• **EXERCISE DIRECTIONS**
Give back the records below exactly, every one, with no pictures.

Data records

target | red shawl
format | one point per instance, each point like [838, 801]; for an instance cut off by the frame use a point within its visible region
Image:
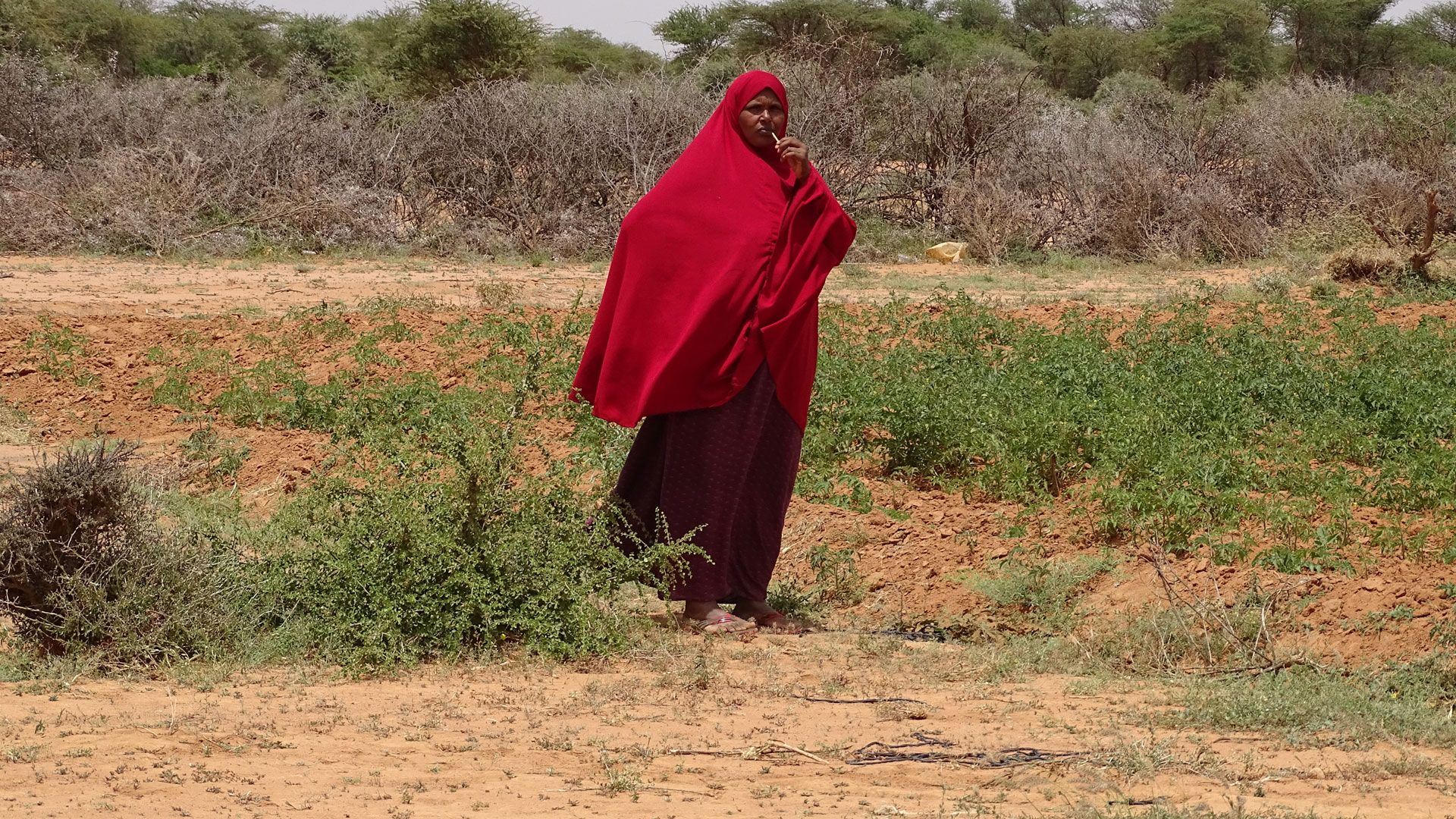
[717, 270]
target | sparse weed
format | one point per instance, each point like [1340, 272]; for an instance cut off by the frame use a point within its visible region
[58, 350]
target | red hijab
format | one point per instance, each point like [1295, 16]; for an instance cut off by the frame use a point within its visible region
[717, 270]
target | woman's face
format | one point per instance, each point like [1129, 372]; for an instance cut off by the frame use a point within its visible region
[762, 120]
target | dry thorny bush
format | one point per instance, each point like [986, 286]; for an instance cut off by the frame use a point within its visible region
[982, 153]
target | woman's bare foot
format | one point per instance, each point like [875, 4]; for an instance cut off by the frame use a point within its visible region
[766, 618]
[707, 617]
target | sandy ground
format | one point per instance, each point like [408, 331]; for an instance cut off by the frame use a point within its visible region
[691, 727]
[695, 729]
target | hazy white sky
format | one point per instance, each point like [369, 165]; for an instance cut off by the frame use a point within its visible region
[619, 20]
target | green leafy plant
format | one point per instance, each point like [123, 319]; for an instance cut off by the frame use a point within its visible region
[58, 350]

• **EXERCISE SOLUTION**
target | red shawl
format | one point per instance, each point like [838, 801]; for an instance cut off by the frame use a point within its visible region
Image:
[717, 270]
target | sparse weed
format | one point per instance, each point like [1340, 272]; for an instance cut off by the frame use a point within its visible region
[58, 350]
target | red hijab
format | one point per instance, each point like [1295, 16]; for an instance cut off by the frame use a point within its visible region
[717, 270]
target | woman's face
format | one point per instance, each point like [1129, 372]; for an instance cut off by the frame use a point within its visible region
[762, 120]
target | dry thorny bush
format | one point per instance, each point like [986, 286]; for an instance cut off by the frame use a point within its visible region
[982, 153]
target | woman's bare foot
format | one point per instance, each point like [875, 4]; for an instance cut off by the frame use a point within its visible region
[766, 618]
[707, 617]
target | sandy ground
format | one point per instance, each point like [408, 331]; for an instance cut off by the frame use a point within its visible region
[691, 727]
[695, 729]
target | hazy white sky
format | one point per instance, each point like [369, 165]; for an instance cut off by the frame use a point within its visible region
[619, 20]
target | green leafy plant
format | one point per instance, each point like [123, 319]; for an instance cut off by the frame use a point within its visible region
[58, 350]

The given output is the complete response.